Stored data:
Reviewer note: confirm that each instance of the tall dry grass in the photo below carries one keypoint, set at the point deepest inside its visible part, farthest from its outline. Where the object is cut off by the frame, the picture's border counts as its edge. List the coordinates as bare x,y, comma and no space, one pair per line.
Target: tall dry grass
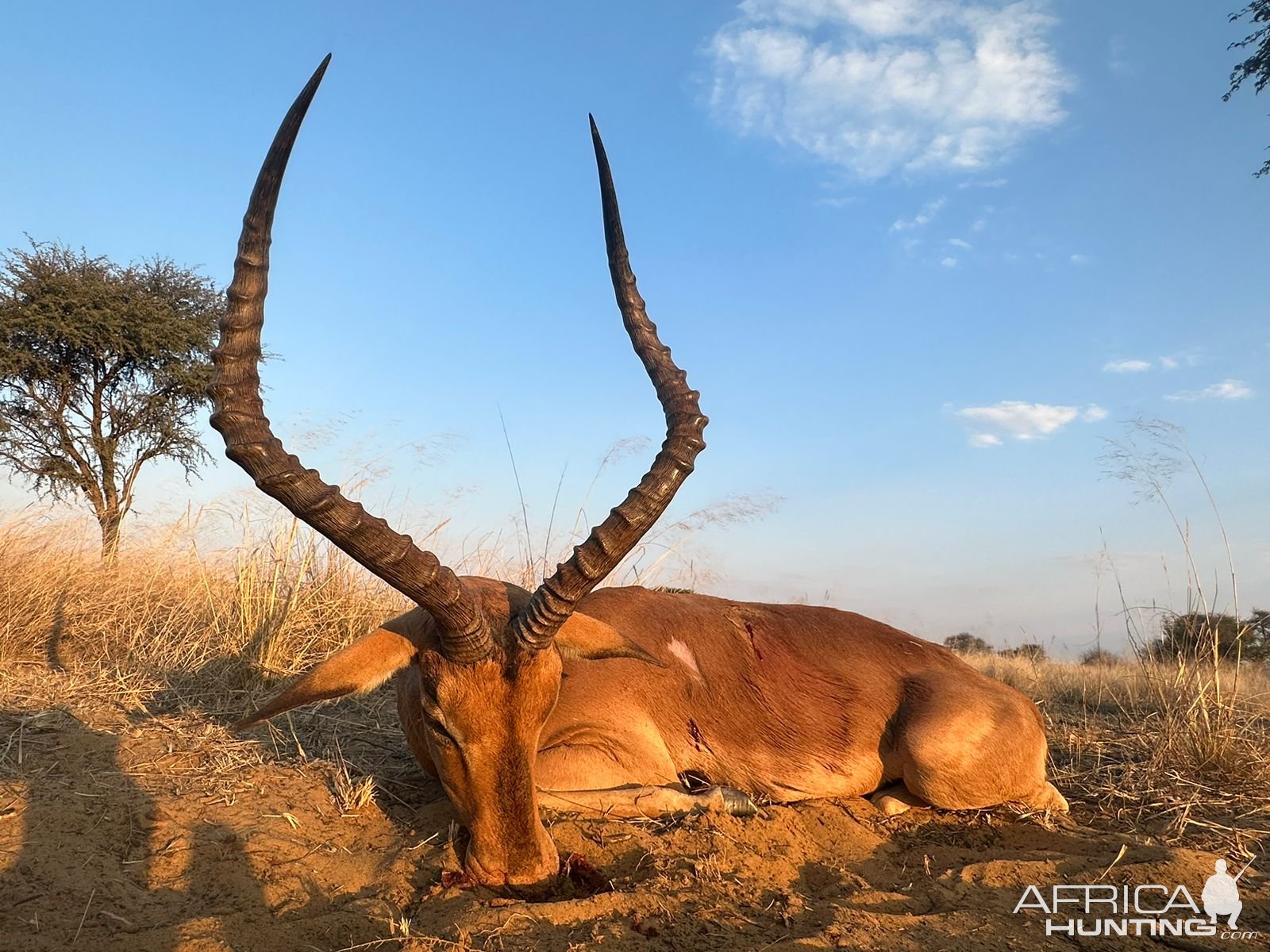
264,603
277,602
1146,746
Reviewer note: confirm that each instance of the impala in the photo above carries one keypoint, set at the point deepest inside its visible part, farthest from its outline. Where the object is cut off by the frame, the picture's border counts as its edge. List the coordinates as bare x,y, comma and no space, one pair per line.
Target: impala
613,700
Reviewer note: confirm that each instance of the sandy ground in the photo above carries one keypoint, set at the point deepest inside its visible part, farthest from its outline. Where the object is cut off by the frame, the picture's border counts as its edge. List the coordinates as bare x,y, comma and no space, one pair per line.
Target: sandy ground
135,829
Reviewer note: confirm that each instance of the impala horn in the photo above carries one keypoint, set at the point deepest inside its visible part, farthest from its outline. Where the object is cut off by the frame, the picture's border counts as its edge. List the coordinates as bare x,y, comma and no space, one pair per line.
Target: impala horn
239,416
609,543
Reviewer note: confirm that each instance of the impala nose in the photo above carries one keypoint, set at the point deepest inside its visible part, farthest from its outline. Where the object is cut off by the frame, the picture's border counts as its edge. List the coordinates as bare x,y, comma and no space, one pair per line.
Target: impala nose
530,881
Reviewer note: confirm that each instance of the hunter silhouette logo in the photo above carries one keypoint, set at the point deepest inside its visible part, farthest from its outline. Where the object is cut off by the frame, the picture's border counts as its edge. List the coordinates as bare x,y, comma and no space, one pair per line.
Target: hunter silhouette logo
1147,911
1221,895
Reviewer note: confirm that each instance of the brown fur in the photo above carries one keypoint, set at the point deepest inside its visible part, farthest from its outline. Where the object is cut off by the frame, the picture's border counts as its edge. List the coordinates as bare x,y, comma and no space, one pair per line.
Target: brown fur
789,702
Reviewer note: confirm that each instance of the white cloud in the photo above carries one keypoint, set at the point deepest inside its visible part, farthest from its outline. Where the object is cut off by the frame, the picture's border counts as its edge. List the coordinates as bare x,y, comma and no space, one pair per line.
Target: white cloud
878,86
1094,414
1127,366
924,217
1226,390
1022,420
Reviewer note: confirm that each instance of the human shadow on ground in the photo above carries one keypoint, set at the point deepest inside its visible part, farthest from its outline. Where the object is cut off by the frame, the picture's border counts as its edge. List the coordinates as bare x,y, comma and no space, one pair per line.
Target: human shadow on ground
89,858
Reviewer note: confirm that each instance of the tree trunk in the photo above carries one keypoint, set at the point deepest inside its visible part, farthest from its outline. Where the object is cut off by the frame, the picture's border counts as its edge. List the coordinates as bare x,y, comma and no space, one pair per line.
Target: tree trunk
111,537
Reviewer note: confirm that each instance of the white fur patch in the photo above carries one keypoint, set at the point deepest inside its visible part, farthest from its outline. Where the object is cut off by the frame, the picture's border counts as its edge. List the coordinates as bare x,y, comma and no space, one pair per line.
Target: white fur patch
683,654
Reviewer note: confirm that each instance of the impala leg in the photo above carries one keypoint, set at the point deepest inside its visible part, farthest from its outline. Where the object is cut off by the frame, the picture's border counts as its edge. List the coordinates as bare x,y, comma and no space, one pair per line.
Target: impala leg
651,803
895,799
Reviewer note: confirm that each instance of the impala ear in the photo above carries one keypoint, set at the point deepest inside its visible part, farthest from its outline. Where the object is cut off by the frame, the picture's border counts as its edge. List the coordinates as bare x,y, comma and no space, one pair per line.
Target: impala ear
364,666
583,636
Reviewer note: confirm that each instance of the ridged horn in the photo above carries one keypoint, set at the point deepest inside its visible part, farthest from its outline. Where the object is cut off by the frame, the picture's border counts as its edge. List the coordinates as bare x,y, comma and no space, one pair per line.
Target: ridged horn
239,416
554,601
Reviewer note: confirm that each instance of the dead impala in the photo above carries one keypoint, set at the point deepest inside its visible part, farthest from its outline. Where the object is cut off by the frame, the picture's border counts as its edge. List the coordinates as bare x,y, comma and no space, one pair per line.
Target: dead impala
602,701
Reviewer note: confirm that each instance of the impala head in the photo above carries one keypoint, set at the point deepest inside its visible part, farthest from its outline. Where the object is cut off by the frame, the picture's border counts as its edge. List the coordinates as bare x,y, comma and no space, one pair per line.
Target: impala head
487,655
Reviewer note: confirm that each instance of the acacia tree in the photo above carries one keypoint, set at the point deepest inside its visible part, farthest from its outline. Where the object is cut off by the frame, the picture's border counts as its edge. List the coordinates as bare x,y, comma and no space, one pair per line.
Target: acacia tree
1257,67
102,370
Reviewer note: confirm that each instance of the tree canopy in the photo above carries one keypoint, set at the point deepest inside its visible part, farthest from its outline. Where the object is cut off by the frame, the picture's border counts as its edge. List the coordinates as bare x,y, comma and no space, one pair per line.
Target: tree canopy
1197,635
1255,69
103,368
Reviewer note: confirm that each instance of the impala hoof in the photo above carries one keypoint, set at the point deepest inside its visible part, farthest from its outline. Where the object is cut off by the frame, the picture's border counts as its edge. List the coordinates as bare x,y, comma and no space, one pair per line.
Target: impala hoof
737,804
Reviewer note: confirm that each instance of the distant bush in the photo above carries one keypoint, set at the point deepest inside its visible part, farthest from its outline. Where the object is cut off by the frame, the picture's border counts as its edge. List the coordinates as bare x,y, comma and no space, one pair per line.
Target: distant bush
1193,635
967,644
1033,653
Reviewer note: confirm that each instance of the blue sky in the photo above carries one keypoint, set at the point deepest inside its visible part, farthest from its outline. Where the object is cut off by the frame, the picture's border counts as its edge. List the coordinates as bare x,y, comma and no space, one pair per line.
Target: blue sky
921,259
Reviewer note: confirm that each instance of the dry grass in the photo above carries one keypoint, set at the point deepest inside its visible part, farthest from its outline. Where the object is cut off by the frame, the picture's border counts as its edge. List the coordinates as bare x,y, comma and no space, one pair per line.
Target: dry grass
1153,747
1149,747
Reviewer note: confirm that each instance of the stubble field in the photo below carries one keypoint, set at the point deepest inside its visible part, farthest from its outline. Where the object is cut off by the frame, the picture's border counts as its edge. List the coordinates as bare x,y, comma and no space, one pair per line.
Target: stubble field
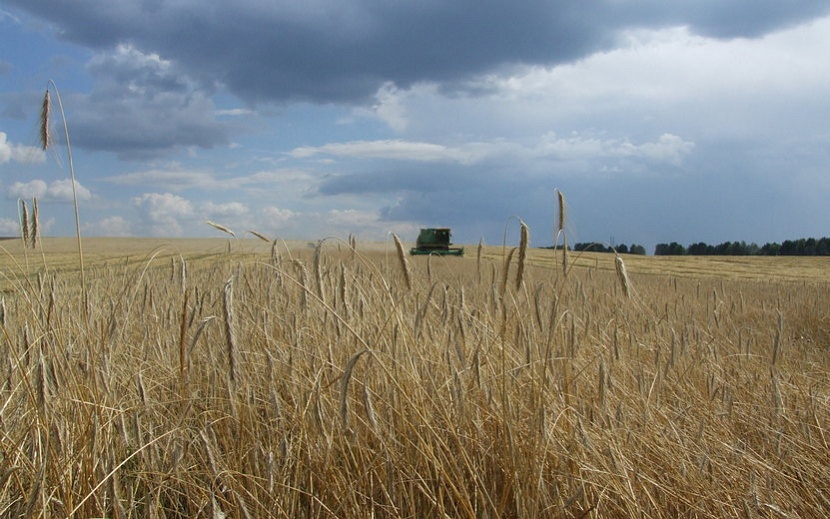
216,378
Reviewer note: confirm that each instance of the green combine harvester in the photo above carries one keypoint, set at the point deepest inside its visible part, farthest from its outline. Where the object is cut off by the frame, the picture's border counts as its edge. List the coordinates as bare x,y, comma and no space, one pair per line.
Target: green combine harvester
435,241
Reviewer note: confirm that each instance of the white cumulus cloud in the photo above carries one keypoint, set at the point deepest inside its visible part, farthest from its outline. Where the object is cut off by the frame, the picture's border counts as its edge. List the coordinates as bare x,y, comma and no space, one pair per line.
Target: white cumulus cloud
10,152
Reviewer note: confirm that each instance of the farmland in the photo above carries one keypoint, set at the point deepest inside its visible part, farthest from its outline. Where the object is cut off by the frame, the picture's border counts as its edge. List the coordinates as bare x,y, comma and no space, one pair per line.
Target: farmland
239,378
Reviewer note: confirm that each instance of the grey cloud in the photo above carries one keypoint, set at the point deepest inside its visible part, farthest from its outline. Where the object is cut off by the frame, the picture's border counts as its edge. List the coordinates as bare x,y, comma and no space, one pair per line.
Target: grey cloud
334,51
143,107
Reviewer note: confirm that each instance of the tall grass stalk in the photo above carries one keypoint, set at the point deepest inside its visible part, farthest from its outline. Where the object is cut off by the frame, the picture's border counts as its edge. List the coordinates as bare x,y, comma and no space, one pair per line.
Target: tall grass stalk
45,142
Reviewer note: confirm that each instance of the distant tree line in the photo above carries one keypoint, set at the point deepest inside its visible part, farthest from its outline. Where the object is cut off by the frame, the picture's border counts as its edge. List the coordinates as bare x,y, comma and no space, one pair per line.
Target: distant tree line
801,247
621,248
598,247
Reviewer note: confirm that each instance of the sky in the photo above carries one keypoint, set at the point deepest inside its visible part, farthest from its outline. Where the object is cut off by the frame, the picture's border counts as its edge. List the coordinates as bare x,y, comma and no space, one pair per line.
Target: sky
659,120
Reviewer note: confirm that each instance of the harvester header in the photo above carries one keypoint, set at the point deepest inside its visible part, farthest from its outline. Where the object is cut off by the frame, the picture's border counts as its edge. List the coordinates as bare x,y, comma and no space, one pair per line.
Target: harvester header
436,241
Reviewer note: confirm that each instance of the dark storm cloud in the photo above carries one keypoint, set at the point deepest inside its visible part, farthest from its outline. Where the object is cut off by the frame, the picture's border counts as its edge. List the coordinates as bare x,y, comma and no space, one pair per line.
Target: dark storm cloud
335,51
142,107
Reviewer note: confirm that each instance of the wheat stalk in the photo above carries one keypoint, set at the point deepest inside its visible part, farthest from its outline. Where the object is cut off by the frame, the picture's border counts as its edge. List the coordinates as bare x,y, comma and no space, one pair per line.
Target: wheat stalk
524,240
260,236
35,223
45,133
344,388
560,230
230,337
622,275
24,223
403,261
221,228
46,141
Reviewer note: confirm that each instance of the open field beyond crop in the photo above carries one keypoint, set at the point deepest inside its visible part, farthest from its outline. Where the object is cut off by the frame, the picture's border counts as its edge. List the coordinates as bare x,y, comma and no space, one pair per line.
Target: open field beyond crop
239,378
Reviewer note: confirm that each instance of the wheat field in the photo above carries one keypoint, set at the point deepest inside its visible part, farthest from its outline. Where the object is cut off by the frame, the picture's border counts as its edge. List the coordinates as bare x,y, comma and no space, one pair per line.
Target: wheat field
237,378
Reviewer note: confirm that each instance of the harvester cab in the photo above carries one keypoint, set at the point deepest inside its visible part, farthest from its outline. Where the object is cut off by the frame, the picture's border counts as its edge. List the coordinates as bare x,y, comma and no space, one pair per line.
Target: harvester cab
436,241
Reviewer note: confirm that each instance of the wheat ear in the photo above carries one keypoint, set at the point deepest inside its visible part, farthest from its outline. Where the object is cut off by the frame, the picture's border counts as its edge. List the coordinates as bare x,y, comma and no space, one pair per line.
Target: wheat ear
622,275
221,228
403,261
524,240
35,223
24,223
230,337
46,141
560,229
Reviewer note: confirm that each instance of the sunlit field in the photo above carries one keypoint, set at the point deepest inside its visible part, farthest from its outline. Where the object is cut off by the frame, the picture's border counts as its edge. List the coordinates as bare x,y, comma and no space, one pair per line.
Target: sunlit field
240,378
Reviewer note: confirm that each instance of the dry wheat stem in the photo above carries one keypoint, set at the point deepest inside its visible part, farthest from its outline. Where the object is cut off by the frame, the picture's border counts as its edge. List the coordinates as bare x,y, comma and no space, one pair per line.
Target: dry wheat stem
35,234
24,223
403,261
260,236
45,143
524,240
230,336
221,228
622,275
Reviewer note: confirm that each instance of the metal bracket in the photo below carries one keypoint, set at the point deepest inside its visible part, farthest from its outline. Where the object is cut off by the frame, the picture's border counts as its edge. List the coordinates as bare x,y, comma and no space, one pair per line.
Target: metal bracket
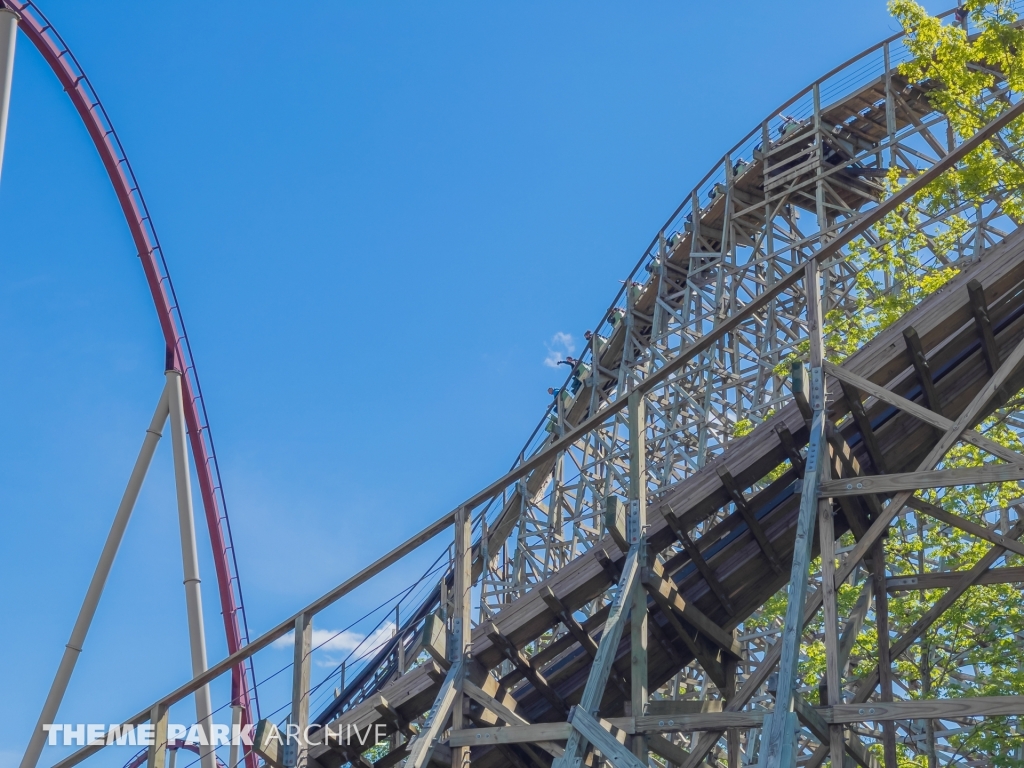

**SHORT TASK**
Gather every line of the rows above that holds the word "sandy", matching its case exactly.

**THE SOLUTION**
Reviewer note: confirm that each instance of the sandy ground in the photo above carries one keypoint, set at the point deepest inside its visible part, farthest from its outline. Where the object is cut off by the frame, the picture's border counts as its edge. List the coordinates as bare x,y, comma and no space, one pair per line.
Target: sandy ground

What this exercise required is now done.